Anysite Web Parser 节点在您的 n8n 工作流中提供强大的网页抓取功能。从任何网站提取数据、解析 HTML 内容,并将非结构化的网页数据转换为结构化信息,用于分析和自动化。
节点配置
credential
Anysite API Credentials
必填
从下拉菜单中选择您的 Anysite API 凭证,或创建新凭证。
可用操作
解析 URL
批量 URL 解析
智能提取
监控变化
从特定网页 URL 提取数据。参数:
- URL(必填):要抓取的网页 URL
- Wait For Load:等待动态内容的时间(0-30 秒)
- Extract Images:在输出中包含图片 URL
- Extract Links:包含页面上找到的所有链接
- Custom Selectors:用于特定元素的 CSS 选择器
输出示例:{
"page": {
"url": "https://example.com/article",
"title": "How to Build Scalable Web Applications",
"description": "A comprehensive guide to building web applications...",
"author": "John Developer",
"publishDate": "2024-08-26",
"content": "Building scalable web applications requires...",
"images": [
"https://example.com/images/architecture.png",
"https://example.com/images/diagram.jpg"

## 存储列表
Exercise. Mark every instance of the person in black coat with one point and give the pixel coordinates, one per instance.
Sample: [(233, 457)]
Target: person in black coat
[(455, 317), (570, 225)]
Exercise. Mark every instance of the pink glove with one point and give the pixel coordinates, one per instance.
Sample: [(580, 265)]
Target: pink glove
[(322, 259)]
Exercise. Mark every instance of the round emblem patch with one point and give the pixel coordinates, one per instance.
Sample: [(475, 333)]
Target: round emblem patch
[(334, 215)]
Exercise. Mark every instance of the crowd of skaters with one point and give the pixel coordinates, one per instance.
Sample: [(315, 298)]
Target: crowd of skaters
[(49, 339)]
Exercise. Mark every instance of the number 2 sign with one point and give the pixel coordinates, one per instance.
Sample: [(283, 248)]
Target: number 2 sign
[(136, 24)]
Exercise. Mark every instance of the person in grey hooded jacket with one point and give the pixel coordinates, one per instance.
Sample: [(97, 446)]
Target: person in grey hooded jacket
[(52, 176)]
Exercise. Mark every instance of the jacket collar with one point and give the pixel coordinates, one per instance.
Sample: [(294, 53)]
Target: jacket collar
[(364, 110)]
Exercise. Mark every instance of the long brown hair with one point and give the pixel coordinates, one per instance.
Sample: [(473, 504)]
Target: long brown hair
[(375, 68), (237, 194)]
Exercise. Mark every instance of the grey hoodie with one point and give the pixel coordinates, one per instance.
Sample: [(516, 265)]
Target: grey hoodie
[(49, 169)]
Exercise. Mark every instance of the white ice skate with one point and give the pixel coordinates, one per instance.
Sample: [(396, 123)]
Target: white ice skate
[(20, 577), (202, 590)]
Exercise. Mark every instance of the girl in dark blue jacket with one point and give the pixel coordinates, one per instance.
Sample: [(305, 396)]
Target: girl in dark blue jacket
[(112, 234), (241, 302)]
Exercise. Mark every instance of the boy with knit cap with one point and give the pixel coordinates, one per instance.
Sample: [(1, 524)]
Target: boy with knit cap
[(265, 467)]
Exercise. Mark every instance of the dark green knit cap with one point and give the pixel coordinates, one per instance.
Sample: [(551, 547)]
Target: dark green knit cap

## 任务说明
请重写 Anysite Web Parser 节点说明中的一段：从含有“Anysite Web Parser”的词句开始，到“Anysite API 凭证,或创建新凭证。”之后结束，并将其中的“凭证”替换为“认证信息”。

## 练习输出
Anysite Web Parser 节点在您的 n8n 工作流中提供强大的网页抓取功能。从任何网站提取数据、解析 HTML 内容,并将非结构化的网页数据转换为结构化信息,用于分析和自动化。
节点配置
credential
Anysite API Credentials
必填
从下拉菜单中选择您的 Anysite API 认证信息,或创建新认证信息。